DATA SHOWN:
☆ ☆ ☆

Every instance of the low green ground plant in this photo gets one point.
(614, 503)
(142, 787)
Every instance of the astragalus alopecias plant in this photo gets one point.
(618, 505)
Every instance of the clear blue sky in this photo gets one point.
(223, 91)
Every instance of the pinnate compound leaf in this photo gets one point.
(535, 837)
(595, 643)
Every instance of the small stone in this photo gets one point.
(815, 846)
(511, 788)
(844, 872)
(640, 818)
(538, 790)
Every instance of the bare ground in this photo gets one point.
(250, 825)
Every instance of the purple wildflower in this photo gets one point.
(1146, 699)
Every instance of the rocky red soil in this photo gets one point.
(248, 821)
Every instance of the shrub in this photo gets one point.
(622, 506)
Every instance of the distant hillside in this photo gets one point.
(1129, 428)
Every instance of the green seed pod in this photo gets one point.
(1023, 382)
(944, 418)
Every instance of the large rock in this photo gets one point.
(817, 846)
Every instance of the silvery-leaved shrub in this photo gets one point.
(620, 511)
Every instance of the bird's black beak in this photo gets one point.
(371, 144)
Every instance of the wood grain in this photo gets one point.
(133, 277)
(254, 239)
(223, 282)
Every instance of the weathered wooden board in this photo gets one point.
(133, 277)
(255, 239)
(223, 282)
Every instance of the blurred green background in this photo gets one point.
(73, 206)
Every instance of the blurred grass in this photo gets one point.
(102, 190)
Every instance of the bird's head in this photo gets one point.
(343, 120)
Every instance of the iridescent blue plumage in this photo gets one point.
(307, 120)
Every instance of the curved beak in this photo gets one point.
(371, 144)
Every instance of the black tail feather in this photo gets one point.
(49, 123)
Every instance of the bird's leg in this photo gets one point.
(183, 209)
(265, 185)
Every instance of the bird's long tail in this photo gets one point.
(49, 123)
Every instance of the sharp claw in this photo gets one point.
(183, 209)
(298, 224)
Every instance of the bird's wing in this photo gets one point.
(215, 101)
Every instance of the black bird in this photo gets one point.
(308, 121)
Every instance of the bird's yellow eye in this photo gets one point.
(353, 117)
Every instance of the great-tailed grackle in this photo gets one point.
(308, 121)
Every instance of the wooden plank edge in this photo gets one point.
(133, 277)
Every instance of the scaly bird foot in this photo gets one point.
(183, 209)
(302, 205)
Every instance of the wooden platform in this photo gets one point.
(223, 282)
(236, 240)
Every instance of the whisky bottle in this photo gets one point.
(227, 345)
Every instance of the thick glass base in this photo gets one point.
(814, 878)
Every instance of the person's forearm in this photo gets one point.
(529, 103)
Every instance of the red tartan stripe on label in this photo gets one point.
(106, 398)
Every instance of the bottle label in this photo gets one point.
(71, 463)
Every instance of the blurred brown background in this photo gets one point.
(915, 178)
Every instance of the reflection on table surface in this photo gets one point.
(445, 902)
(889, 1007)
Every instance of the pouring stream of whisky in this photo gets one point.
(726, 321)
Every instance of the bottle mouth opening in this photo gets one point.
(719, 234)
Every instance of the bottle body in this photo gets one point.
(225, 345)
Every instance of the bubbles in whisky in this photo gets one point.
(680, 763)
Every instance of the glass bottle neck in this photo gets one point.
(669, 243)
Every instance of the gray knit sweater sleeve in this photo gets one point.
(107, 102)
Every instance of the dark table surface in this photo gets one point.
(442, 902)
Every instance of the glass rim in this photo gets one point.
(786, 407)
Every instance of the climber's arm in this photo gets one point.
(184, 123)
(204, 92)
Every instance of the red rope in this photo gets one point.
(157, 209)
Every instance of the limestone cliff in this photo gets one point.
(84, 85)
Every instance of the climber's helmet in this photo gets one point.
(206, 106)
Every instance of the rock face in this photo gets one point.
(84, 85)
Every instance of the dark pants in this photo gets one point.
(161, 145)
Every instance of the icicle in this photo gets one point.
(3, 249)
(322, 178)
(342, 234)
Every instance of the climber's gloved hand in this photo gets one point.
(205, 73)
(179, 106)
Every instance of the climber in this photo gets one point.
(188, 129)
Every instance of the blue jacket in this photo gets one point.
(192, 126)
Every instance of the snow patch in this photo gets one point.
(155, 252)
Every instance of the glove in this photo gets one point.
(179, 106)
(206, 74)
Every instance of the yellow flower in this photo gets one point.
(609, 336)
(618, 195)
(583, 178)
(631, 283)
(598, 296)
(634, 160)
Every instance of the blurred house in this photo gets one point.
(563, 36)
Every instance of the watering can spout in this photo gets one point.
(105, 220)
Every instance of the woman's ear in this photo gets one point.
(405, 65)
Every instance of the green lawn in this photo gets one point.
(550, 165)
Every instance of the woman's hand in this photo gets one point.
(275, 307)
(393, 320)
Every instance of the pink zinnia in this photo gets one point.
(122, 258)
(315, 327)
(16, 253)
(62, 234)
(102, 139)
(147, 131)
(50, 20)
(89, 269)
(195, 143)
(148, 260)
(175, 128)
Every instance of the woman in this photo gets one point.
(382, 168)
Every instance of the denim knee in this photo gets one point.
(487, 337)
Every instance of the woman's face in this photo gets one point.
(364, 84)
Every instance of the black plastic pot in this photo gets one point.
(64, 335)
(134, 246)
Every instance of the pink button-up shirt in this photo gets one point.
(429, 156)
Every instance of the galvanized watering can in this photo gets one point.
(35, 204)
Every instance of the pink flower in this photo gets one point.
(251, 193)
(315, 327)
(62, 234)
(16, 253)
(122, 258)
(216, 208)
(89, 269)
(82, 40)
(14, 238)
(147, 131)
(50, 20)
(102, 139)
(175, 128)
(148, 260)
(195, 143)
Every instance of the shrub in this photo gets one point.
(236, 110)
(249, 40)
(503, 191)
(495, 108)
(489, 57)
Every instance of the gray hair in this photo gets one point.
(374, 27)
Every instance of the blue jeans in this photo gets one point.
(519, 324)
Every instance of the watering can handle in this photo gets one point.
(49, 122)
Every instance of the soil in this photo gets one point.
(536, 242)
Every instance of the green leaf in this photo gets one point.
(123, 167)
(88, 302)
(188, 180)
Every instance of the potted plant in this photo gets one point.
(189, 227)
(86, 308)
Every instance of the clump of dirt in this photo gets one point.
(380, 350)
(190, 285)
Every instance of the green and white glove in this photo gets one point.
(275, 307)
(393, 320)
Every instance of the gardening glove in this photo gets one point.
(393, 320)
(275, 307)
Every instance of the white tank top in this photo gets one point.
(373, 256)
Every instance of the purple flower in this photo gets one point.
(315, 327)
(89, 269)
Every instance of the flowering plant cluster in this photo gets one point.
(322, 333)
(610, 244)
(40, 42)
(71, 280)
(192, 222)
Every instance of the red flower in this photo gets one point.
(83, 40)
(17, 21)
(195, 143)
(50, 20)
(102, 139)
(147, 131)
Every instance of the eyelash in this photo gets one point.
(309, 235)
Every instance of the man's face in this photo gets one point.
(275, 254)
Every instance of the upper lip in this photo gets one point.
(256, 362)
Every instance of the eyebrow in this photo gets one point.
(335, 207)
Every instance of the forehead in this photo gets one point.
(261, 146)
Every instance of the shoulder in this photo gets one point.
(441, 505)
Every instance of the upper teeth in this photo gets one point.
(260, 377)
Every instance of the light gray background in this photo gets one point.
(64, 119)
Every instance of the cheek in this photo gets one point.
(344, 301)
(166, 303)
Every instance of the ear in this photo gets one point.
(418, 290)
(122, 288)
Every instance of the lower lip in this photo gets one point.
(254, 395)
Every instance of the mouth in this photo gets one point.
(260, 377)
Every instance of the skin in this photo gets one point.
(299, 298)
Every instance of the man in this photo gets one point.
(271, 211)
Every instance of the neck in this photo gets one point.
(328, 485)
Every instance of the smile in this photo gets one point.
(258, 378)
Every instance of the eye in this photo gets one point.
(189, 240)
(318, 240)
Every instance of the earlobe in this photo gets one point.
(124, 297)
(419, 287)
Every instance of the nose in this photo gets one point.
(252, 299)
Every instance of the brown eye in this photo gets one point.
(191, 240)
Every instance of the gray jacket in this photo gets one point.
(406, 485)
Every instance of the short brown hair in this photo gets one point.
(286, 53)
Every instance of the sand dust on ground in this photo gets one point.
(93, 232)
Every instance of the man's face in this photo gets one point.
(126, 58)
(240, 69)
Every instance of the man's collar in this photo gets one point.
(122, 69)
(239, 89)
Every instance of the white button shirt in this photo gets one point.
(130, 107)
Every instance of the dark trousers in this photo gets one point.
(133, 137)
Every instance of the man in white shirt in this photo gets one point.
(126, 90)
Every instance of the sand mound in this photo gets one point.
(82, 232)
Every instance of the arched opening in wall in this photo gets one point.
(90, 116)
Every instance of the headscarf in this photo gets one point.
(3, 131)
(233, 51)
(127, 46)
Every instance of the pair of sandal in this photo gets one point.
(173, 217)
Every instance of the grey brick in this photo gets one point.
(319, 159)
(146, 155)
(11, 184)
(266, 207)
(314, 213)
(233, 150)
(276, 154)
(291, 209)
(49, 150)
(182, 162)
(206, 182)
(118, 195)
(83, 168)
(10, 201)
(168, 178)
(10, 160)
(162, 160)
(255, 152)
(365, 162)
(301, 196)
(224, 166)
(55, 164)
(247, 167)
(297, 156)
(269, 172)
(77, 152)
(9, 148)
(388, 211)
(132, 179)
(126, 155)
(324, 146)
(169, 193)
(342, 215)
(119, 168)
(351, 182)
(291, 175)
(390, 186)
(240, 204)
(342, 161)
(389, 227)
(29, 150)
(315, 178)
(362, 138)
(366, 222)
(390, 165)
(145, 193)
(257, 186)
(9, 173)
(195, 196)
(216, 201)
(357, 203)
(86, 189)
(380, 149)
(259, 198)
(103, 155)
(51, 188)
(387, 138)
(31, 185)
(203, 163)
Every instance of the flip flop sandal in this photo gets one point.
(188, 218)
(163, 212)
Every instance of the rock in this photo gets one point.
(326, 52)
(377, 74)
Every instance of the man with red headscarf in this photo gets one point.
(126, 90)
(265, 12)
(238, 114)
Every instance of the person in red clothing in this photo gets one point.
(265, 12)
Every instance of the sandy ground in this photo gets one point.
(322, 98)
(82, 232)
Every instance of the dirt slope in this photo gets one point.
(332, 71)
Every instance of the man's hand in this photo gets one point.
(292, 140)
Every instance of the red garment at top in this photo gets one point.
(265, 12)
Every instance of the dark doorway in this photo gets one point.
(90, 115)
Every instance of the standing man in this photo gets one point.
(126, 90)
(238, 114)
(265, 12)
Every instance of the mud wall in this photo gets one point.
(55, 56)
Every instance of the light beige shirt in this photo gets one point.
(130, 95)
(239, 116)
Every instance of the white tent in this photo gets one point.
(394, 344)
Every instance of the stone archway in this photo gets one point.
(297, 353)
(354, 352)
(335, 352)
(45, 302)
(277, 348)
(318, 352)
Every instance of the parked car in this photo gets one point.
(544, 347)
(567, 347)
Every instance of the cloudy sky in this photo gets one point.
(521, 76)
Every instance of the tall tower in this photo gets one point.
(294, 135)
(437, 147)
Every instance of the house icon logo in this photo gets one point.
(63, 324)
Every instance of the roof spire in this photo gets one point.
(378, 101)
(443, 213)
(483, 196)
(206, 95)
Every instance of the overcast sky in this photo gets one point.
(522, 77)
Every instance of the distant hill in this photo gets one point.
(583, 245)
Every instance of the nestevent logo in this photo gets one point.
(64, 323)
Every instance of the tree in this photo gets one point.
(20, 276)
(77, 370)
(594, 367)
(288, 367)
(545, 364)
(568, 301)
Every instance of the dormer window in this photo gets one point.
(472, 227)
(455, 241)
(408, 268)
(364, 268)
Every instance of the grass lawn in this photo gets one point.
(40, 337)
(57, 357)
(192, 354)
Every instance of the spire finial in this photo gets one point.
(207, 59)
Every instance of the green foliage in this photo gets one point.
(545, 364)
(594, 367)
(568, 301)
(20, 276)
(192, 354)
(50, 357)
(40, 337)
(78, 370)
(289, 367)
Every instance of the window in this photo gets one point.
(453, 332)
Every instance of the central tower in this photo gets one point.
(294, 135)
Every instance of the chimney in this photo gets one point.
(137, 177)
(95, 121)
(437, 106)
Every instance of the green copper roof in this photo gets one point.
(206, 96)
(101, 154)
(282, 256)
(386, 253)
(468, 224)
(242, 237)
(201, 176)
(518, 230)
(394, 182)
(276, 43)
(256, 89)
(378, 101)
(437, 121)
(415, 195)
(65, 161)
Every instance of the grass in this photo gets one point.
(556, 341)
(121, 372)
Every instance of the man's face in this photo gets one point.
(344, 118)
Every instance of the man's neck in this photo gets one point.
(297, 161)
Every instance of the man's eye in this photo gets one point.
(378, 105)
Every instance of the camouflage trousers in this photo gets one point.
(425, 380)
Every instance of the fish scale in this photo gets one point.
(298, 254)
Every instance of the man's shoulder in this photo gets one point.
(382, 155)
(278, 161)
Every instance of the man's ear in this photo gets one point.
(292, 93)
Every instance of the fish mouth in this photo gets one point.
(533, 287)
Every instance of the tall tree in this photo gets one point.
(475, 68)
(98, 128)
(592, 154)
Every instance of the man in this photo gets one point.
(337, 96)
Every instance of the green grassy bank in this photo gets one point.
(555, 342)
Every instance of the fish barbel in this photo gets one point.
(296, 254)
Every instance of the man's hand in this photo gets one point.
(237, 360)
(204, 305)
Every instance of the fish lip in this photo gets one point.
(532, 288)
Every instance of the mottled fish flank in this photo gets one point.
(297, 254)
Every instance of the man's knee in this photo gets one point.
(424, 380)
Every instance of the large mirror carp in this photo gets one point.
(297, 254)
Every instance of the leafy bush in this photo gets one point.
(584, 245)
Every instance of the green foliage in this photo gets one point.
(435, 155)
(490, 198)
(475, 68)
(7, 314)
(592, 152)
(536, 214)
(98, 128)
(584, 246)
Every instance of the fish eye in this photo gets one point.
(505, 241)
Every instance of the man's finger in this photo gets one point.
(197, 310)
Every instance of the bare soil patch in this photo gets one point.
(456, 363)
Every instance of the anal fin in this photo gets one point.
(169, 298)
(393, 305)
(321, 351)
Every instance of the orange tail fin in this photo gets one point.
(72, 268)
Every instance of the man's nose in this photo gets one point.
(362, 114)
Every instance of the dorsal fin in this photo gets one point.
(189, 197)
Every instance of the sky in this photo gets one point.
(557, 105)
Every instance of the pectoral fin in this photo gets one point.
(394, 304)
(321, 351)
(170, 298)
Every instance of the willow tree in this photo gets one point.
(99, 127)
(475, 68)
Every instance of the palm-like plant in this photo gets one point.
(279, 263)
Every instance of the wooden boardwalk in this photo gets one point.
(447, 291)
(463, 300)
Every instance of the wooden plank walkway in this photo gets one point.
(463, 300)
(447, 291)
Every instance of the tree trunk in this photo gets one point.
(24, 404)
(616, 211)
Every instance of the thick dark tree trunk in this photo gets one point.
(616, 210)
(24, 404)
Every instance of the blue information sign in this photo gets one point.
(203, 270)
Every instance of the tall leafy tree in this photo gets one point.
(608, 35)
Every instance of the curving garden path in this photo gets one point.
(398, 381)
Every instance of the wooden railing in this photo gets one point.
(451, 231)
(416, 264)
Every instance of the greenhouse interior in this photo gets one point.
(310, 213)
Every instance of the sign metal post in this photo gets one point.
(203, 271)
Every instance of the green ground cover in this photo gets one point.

☆ ☆ ☆

YOUR OBJECTIVE: Copy exactly, word for word, the line with "Every instance of the palm-like" through the final line of the listing.

TASK OUTPUT:
Every instance of the palm-like plant in this photo gets one point.
(279, 263)
Every instance of the wooden boardwalk in this photo gets one point.
(447, 291)
(463, 300)
Every instance of the wooden plank walkway in this photo gets one point.
(463, 300)
(447, 291)
Every instance of the tree trunk in this photo gets one point.
(24, 404)
(616, 211)
Every instance of the thick dark tree trunk in this photo gets one point.
(616, 210)
(24, 404)
Every instance of the blue information sign in this photo gets one point.
(203, 270)
Every instance of the tall leafy tree in this photo gets one point.
(608, 35)
Every instance of the curving garden path in this photo gets one point.
(398, 381)
Every instance of the wooden railing in this photo gets one point.
(451, 231)
(416, 264)
Every instance of the greenhouse interior in this photo gets one point.
(310, 213)
Every instance of the sign metal post in this photo gets one point.
(203, 271)
Every instance of the green ground cover in this photo gets one point.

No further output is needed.